## EXCERPTED PASSAGE
***
A. It is understood that it is much simpler to use a development board, and you might learn more if you developed your board from scratch. However, these pose a threat to the talent level of the engineering community. It does not make sense to deliberately make things difficult.

Q. So, is it a constant learning process?
A. Yes! Engineers always want to figure out new and better ways to get things done, as quickly as possible. Additionally, even with the help of a board, there is still plenty of work left in the form of integration. If you look at the market, there are very few products that come out in the form of just Raspi and a box; these are always integrated to something else, like FPGAs or other systems.

Q. What challenges did you face while designing Raspi?
A. There are two main things: cost and manufacturing. We had to pay a great deal of attention to the cost of individual components to stick to the budget of US$ 20 to US$ 35. It was also hard to find a manufacturer who could reliably handle package-on-package (PoP) memory assembly that BCM2835 requires.

Q. How were these challenges eventually solved?
A. Solving the cost challenge required us to come up with a low-cost linear-regulator based power supply chain. Once we grew, we were able to replace this (on Model B+) with switching regulators.

For securing high-quality components, we ended up multi-sourcing almost all components in order to get some degree of insulation from supply chain issues.

Q. What is your other favourite developer board?
A. I am a big fan of Arduino, which is kind of the original developer board. It is very powerful as it has a huge community and good tools flow. It also helps with figuring out how to get Atmel chips integrated into your product. Arduino can help you get past these kinds of problems.

Q. What big change could Pi 2’s features drive?
A. This is really a PC now and comes with PC-like performance. It is a cheap embedded system with enough performance to displace the PC from industrial and embedded applications. There are a broad range of image-processing applications, where you capture things with a camera, and the better CPU in Raspi 2 will help there.

Q. Which is your favourite open source software tool?
A. I find OPENCV very interesting. I find open image-processing tools exciting. How one can take common image-processing algorithms and have these implemented efficiently interests me very much.
***
## SUPPLIED INFORMATION
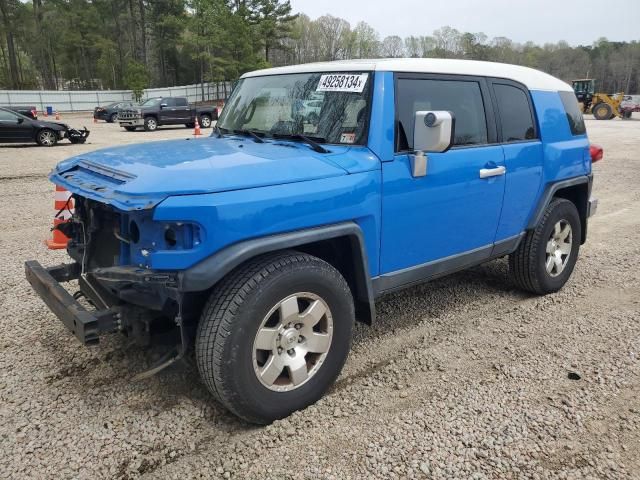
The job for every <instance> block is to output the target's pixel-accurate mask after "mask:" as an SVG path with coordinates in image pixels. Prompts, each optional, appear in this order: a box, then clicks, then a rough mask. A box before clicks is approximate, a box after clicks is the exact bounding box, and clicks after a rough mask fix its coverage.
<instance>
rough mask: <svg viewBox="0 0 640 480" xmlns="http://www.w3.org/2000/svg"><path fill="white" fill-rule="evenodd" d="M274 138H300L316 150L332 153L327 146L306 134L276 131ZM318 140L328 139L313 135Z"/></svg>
mask: <svg viewBox="0 0 640 480" xmlns="http://www.w3.org/2000/svg"><path fill="white" fill-rule="evenodd" d="M273 137H274V138H293V139H300V140H302V141H303V142H305V143H307V144H308V145H309V146H310V147H311V149H312V150H313V151H315V152H318V153H330V152H329V150H327V149H326V148H324V147H323V146H322V145H320V144H319V143H318V142H316V141H315V140H313V139H312V138H310V137H307V136H306V135H302V134H300V133H292V134H286V133H274V134H273ZM313 138H315V139H316V140H318V141H320V142H326V139H324V138H322V137H313Z"/></svg>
***
## TASK BRIEF
Reproduce the portion of the Raspi interview starting at "A. I am a big" and ending at "will help there.".

## EXERCISE RESULT
A. I am a big fan of Arduino, which is kind of the original developer board. It is very powerful as it has a huge community and good tools flow. It also helps with figuring out how to get Atmel chips integrated into your product. Arduino can help you get past these kinds of problems.

Q. What big change could Pi 2’s features drive?
A. This is really a PC now and comes with PC-like performance. It is a cheap embedded system with enough performance to displace the PC from industrial and embedded applications. There are a broad range of image-processing applications, where you capture things with a camera, and the better CPU in Raspi 2 will help there.